WHAT IS ASKED.
1. According to the Vitess troubleshooting guide, what should the MySQL max_connections value be set to relative to the pools?
2. Continue the Vitess troubleshooting guide from its final paragraph on network packet limits.

EXCERPTED TEXT.
- - - - -

Troubleshooting

Understanding the Components #

The secret to troubleshooting a Vitess cluster well comes from knowing how all the components are wired together.

Of these connections, the most important one is the query serving path:

  • The application sends a request to a vtgate.
  • The vtgate forwards that request to one or more vttablets.
  • The vttablets in turn send the request to MySQL.

If there is any kind of problem with serving queries, these are the components to drill into.

VTGates and vttablets connect to the global and cell-specific toposerver. They use these toposervers to broadcast their state as well as to discover configuration changes. Additionally, vtgates receive health information from the vttablets they are connected to, and use this information to direct traffic in real-time. If there is any kind of problem with configuration, these are the areas to focus on.

The first step to troubleshooting is to have an established baseline. It is recommended that monitoring is set up for all the components as directed in the monitoring section. When there is an incident, the change in the graphs will likely help with identifying the root cause.

Query Serving #

Most of the focus of Vitess monitoring centers around the cost of a query. Although not always true, we use the following rules of thumb to get a rough estimate:

  • In MySQL, the time taken by a query roughly translates to its actual cost. More often than not, the limiting factor is the number of disk IOPS.
  • In Vitess components, the payload contributes to the cost. The limiting factor is most often the CPU, followed by memory.
  • The cost of parsing and analyzing the input query has started to become significant. This is typically driven by the size and complexity of the query.

Let us now go through some fire drills.

Too many connections #

If you see an error that contains the string Too many connections (errno 1040) (sqlstate 08004), then it means that the maximum number of connections allowed by MySQL has been exceeded.

The remedy is to further increase the max_connections settings in MySQL. The other alternative is to reduce the pool sizes. As recommended before, the max_connections value should be set about double the number of connections allocated for pools.

Elevated Query Latency #

This is one of the most common problems. It can show up as just an elevated latency with no external impact. Sometimes, the problem can be more acute where queries return errors due to timeouts. There can be multiple root causes.

Approach 1: Validate resource usage and remove bottlenecks #

Check vtgate CPU usage: If the vtgate CPU is too high or is getting throttled, it could be the root cause. Bringing up another vtgate to take on additional load or increasing the CPU quota of the VTGate should resolve the problem.

Check vttablet CPU usage: If vttablet CPU usage is maxed out, the immediate solution is to increase the quota. If the vttablet is a replica, then bringing up more replicas should help distribute the load. If it is a primary, then you need to plan on splitting the shard into smaller parts, or reshard in the case of an unsharded keyspace.

Check MySQL resource usage: If MySQL is resource constrained, for example IOPS, then you need to provision more. Also, you will then need to add more replicas or plan a reshard or split just like in the case of a vttablet. More often than not, MySQL will run into resource constraints before vttablet does.

Check Network packet limits. Some cloud providers limit network capacity by limiting the number of packets per second. Check to see if this limit has been reached. If so, you will need to request a quota increase from the cloud provider.

- - - - -

SUPPLIED MATERIAL.
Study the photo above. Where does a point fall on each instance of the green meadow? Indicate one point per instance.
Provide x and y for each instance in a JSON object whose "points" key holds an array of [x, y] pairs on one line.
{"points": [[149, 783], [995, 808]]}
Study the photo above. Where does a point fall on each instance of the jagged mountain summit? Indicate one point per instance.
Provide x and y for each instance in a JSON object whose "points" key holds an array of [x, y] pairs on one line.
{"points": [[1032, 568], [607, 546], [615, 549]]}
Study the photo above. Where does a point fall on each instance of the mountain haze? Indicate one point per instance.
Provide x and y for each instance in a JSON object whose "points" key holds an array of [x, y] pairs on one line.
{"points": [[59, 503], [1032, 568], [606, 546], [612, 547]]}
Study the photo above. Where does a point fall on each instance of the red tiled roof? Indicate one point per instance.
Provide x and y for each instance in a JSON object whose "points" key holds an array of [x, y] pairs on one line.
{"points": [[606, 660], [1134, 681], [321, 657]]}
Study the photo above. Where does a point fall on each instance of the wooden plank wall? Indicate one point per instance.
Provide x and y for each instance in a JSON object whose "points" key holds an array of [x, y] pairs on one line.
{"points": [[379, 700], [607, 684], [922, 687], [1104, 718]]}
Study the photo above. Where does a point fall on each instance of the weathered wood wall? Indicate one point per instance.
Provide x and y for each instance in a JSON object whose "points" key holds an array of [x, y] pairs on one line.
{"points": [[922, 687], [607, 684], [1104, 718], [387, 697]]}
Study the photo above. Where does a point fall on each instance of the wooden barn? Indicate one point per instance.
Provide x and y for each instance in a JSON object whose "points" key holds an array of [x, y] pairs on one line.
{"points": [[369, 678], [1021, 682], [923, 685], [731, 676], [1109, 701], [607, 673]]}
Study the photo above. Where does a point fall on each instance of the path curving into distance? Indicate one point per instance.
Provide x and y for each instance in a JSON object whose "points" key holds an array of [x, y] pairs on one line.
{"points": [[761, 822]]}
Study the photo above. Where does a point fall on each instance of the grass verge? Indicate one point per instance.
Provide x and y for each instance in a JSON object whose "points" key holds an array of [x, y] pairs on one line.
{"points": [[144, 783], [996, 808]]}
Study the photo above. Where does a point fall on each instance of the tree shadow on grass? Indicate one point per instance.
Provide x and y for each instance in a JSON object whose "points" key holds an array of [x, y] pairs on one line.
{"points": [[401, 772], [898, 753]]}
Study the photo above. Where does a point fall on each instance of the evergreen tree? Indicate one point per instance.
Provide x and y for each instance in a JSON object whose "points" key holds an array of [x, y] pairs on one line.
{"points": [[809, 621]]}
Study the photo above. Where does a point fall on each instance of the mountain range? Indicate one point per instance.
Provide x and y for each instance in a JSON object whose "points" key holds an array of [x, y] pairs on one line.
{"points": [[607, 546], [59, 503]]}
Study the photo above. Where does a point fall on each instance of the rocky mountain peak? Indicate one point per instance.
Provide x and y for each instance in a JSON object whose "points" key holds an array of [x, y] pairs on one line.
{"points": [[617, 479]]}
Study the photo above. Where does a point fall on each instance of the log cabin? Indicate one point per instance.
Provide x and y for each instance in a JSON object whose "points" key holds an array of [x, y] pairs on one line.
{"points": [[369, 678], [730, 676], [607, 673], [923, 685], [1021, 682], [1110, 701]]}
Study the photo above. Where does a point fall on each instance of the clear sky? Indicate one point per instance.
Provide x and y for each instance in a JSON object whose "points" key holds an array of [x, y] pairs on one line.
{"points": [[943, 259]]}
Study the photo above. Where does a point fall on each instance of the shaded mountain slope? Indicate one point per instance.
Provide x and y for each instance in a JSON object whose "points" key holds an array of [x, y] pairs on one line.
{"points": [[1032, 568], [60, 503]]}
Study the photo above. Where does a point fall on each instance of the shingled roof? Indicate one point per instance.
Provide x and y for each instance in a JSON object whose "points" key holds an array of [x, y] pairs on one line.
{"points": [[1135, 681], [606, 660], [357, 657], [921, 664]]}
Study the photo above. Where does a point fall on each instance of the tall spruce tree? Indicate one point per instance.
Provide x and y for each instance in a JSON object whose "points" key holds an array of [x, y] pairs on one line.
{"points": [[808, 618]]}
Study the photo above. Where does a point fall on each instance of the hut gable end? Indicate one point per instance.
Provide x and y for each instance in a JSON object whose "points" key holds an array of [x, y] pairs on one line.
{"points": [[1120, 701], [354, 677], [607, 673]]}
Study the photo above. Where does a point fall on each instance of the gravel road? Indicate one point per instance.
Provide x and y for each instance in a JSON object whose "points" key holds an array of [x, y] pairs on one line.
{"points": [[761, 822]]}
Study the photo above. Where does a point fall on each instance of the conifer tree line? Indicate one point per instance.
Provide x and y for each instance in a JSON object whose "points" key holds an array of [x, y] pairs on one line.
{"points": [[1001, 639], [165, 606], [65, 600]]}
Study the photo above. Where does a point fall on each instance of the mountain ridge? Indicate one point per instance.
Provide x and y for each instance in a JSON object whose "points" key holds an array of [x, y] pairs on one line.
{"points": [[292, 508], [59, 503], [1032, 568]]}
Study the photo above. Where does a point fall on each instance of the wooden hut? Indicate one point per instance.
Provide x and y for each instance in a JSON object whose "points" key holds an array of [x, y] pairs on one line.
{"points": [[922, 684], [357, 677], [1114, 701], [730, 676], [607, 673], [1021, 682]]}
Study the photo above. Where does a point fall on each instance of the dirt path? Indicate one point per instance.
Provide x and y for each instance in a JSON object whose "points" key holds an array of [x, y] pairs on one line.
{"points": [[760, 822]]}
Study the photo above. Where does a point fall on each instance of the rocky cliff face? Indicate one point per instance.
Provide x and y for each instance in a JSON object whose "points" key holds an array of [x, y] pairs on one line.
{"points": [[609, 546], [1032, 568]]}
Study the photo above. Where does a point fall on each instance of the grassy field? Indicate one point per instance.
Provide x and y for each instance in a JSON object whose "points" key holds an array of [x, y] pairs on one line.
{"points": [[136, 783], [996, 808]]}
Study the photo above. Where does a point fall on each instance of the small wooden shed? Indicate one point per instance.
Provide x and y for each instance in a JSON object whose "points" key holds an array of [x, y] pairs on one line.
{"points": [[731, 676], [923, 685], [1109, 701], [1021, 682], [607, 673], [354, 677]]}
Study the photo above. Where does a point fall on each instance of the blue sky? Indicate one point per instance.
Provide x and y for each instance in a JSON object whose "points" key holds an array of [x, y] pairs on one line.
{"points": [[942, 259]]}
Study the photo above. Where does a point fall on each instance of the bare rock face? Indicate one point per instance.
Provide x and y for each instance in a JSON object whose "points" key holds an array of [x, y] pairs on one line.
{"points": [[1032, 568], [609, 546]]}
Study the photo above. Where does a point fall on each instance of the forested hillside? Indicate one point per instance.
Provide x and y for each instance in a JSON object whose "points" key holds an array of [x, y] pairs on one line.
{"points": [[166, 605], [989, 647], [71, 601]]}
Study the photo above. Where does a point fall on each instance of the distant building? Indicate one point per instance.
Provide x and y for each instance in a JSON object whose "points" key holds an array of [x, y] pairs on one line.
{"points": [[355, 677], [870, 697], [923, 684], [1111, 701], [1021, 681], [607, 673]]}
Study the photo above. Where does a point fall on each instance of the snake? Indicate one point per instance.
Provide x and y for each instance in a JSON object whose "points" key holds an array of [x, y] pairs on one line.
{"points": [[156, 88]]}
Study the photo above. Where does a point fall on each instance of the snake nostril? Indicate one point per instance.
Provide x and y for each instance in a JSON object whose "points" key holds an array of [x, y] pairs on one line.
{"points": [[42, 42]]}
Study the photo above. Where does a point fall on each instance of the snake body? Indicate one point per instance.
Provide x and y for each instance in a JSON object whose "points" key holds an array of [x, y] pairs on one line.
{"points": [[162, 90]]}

- - - - -

FINAL RESULTS.
1. About double the number of connections allocated for pools.

2.
If none of the processes are resource constrained, the next step is to check connection pool waits in vttablet. If there are long waits, then we know that the connection pool is under-provisioned. Restarting the vttablets with increased pool sizes should fix the problem.

If latency continues to be elevated after increasing the pool size, it most likely means that the contention has shifted from vttablet to MySQL. In that case, it is likely that MySQL is the one resource constrained. You may have to roll back the pool size increase and instead look at increasing resources for MySQL.

Approach 2: Find the problematic query #

Typically, resource constraints are encountered during the early stages of a rollout where things are not tuned well. Once the system is well tuned and running smoothly, the root cause is likely to be related to how the application sends queries.

We first need to determine if this is an overall increase in application traffic or a change in specific query patterns.

Inspect the per-tablet and per-user graphs to see if the increase is uniform across all tables or is to only a specific table.

If the increase is across the board, then it is likely a general overload. The mitigation is to increase provisioning or address the root cause of the overload if it was not expected.

If the increase is on a specific table, then this data itself is sufficient to determine the root cause. If not, we may need to drill down further to identify if a specific query is causing the problem. There are two approaches:

  • Inspect the /queryz page and look at the stats for all queries of that table. It is very likely that the problematic ones have already risen to the top of the page and may be color-coded red. If not, talking a few snapshots of the page and comparing the stats should help identify the problematic query.
  • Real-time stream from /debug/querylog, filtering out unwanted tables and observing the results to identify the problematic query.

Once the query is identified, the remedy depends on the situation. It could be a rewrite of the query to be more efficient, the creation of an additional index, or it could be the shutdown of an abusive batch process.

The above guidelines have not required you to inspect MySQL. Over time, Vitess has evolved by improving its observability every time there was an incident. However, there may still be situations where the above approach is insufficient. If so, you will need to resort to looking inside MySQL to find out the root cause.

The actual identification of the root cause may not be as straightforward as described above. Sometimes, an incident is caused by multiple factors. In such cases, using first principles of troubleshooting and understanding how the components communicate with each other may be the only way to get to the bottom of a problem. If you have exhausted all the recommendations given so far and still have not found the root cause, you may have to directly troubleshoot the problem at the MySQL level.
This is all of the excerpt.